## Listed entries
******
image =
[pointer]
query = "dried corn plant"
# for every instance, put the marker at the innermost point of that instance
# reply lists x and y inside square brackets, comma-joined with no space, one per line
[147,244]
******
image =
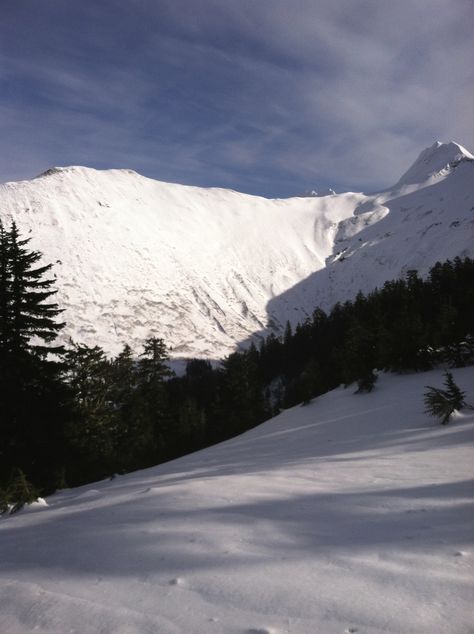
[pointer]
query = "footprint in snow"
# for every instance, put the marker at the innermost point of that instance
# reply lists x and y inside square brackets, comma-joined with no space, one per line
******
## What you have to do
Which lines of the material above contain the string "query"? Pull out each such line in full. Uppercase and lowercase count as different.

## Final result
query = "dried corn plant"
query = "footprint in snow"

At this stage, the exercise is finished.